— START TEXT EXTRACT —

The limitation of game theory is that traditionally it could only be
applied to very small problem sizes, or small models of a given problem.
For example, you might be able to completely solve a poker variation
having only eight cards in the deck and one betting round.  What we did
was show one way that a very large problem could be modeled with a set
of much smaller problems, each of which is computationally tractable.

It is impossible to compute the complete game-theoretic solution for
Texas Hold'em (the poker variant used to determine the World Champion),
because the 2-player game has more than a quintillion states (ie. 10 to
the 18th power, or a billion billion).  We used abstraction techniques
to create smaller games that have about 30 million states, but retain
most of the key properties of the real game.  The solutions to these
smaller games produce an approximation of the game-theoretic optimal
solution for the real game.

Since game theory is such an important area of mathematics, and since
the techniques we used can be generalized to many other domains with
imperfect information, the result may be significant.  This may be why
our peer computer scientists awarded us the Distinguished Paper Award
for IJCAI/AAAI (the premier conference in Artificial Intelligence).

— END TEXT EXTRACT —

EXERCISE TASK 1:
Rewrite the passage on poker and game theory from "For example, you" up to and including "for the real game.", switching every "smaller games" to "reduced games".
EXERCISE TASK 2:
Pick up the passage on poker and game theory after its final sentence and carry it forward.

— START INFORMATION PROVIDED —

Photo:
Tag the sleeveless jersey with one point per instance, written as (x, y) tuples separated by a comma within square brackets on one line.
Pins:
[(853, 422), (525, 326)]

— END INFORMATION PROVIDED —

EXPECTED OUTPUT 1:
For example, you might be able to completely solve a poker variation
having only eight cards in the deck and one betting round.  What we did
was show one way that a very large problem could be modeled with a set
of much smaller problems, each of which is computationally tractable.

It is impossible to compute the complete game-theoretic solution for
Texas Hold'em (the poker variant used to determine the World Champion),
because the 2-player game has more than a quintillion states (ie. 10 to
the 18th power, or a billion billion).  We used abstraction techniques
to create reduced games that have about 30 million states, but retain
most of the key properties of the real game.  The solutions to these
reduced games produce an approximation of the game-theoretic optimal
solution for the real game.

EXPECTED OUTPUT 2:
The resulting poker program plays *a lot* better than previous attempts.
It mixes-up its play very well, and doesn't lose by much, even to very
strong opponents.  It can be quite frustrating to play against, and it
is difficult to learn good counter-strategies against the program.

The next step for us is a program that can quickly learn an opponent's
biases and tendencies, and smoothly adapt to exploit those weaknesses.
Our recent results have been very encouraging, and we continue to make
progress toward our goal of creating a program that plays poker better
than all human beings.

   - Darse.